| Written task |
Print the line containing "Where can the white t-shirt" and each line after it through the end, please, with nothing added.

[Point labeling examples]
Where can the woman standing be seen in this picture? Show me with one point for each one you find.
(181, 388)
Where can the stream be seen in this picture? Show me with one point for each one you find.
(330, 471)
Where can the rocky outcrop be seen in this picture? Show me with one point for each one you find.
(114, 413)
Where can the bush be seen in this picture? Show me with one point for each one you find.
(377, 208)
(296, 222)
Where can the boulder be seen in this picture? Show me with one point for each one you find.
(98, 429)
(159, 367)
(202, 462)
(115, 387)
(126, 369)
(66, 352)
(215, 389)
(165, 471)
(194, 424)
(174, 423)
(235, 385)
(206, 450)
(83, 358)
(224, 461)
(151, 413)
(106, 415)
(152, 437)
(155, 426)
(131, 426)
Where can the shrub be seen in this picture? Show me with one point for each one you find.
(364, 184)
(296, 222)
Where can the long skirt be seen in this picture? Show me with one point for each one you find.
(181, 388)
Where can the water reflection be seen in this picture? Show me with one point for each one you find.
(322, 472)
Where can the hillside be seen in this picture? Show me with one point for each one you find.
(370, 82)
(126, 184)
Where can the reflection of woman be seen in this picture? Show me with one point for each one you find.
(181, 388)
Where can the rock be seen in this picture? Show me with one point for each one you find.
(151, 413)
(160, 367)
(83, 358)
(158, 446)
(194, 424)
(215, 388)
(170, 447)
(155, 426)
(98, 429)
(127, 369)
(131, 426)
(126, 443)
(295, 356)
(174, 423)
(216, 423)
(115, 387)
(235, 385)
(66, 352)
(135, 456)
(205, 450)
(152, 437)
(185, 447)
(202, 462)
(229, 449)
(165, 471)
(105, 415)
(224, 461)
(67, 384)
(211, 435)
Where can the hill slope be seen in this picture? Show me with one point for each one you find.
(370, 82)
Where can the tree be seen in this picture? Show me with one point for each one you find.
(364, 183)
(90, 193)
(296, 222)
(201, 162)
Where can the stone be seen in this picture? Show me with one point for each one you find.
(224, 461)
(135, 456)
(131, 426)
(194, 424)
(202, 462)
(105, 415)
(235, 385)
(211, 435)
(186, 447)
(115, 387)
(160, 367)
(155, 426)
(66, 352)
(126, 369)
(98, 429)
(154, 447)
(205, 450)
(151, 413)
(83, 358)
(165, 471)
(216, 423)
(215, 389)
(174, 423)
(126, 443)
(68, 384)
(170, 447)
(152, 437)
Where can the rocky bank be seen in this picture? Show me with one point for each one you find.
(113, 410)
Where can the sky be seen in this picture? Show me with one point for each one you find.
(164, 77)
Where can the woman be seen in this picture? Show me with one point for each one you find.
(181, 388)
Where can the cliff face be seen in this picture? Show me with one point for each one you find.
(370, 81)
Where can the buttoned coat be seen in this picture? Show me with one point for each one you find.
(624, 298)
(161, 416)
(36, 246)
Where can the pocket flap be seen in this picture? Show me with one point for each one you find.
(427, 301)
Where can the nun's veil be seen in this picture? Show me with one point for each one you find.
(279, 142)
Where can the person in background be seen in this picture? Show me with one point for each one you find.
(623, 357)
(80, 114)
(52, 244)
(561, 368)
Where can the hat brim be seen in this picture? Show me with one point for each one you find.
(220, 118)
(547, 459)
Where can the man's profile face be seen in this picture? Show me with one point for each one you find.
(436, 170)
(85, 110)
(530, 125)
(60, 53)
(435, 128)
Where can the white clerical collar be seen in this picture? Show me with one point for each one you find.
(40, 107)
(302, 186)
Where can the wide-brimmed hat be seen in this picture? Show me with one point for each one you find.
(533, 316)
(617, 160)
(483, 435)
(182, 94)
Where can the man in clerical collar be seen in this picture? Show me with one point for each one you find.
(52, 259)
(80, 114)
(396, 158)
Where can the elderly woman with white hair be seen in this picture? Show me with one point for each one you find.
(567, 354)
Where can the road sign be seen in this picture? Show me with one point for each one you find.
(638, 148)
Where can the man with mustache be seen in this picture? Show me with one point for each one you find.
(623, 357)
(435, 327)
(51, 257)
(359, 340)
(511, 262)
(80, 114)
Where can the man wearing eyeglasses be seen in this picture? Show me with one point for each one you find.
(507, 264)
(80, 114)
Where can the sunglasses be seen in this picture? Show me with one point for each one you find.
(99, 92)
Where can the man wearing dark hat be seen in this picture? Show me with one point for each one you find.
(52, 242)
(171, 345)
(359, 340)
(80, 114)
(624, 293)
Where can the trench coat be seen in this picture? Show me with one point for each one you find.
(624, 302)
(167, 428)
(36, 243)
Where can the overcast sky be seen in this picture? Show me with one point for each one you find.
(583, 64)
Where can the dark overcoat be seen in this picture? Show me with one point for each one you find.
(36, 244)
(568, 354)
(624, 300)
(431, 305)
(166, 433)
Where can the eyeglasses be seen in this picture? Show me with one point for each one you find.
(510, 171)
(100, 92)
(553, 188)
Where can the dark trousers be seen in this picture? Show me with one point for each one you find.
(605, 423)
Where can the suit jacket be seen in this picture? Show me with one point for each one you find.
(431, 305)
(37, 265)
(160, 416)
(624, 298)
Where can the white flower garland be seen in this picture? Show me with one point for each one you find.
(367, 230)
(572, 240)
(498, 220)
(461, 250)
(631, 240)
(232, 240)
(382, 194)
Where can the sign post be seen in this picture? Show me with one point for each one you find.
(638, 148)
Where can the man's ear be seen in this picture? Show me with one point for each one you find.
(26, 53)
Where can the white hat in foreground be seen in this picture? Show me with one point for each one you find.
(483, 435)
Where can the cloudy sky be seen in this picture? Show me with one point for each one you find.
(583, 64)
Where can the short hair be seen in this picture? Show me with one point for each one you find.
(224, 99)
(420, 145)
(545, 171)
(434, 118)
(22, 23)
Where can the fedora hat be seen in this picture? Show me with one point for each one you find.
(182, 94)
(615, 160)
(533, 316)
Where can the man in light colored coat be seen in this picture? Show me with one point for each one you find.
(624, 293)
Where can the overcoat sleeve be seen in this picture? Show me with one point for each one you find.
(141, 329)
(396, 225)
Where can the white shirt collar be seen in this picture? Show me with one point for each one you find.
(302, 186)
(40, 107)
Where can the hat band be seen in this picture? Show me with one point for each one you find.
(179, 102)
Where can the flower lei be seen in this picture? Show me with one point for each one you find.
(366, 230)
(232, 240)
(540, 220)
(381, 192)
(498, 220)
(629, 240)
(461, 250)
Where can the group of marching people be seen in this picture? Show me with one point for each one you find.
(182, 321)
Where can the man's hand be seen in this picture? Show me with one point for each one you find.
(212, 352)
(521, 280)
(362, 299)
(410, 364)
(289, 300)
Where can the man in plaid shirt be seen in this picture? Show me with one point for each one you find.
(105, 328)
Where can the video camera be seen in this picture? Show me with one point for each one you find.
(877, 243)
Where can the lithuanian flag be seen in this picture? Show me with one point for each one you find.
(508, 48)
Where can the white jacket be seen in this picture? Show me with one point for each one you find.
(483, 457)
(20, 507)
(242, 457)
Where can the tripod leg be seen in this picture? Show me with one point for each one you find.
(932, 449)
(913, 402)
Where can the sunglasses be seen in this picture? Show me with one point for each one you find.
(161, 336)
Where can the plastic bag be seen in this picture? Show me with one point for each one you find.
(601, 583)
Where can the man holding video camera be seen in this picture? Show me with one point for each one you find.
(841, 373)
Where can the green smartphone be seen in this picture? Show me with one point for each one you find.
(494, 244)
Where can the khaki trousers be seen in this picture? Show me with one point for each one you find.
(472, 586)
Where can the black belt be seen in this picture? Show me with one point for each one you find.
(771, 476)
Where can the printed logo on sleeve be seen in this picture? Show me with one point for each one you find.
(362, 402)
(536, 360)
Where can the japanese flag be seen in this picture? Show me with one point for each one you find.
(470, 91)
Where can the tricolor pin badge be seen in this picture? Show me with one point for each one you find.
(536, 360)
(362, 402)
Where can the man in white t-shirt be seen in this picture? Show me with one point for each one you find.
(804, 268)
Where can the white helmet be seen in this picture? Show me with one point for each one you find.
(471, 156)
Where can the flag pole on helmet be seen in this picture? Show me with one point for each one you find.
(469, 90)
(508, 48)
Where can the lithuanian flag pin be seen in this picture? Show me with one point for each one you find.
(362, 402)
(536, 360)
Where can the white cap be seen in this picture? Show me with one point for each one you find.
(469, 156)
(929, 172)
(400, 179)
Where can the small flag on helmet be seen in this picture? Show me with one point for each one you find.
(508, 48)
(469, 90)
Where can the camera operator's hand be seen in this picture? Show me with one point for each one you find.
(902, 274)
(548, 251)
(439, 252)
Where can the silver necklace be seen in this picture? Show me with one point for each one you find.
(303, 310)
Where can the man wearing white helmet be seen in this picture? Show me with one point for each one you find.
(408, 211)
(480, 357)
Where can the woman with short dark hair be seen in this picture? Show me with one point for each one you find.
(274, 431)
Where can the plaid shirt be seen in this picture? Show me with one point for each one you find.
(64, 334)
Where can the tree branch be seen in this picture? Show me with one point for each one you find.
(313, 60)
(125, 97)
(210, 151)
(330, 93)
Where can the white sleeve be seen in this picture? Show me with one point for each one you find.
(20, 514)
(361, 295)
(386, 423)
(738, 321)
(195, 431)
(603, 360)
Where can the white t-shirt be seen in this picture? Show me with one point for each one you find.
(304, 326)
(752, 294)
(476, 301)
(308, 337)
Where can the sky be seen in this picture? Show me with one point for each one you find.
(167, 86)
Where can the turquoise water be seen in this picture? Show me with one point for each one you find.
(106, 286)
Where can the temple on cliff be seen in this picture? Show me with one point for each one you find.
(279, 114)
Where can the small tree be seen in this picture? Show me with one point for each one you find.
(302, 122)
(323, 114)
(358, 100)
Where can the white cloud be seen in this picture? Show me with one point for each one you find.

| Output of the task |
Where can the white t-shirt be seen in this picture? Show me with one point for each one you find.
(304, 326)
(752, 294)
(476, 301)
(308, 337)
Where can the sky be seen in this picture? Show me with one point for each one you find.
(167, 86)
Where can the turquoise water be seen in this picture? Show me with one point for each one you find.
(106, 286)
Where can the temple on cliff be seen in this picture? Show me with one point for each one you find.
(279, 114)
Where can the small tree be seen in this picture? Show me with one point for each one you find.
(302, 122)
(323, 114)
(358, 100)
Where can the white cloud be seen in this picture? Show me with one point for each one you find.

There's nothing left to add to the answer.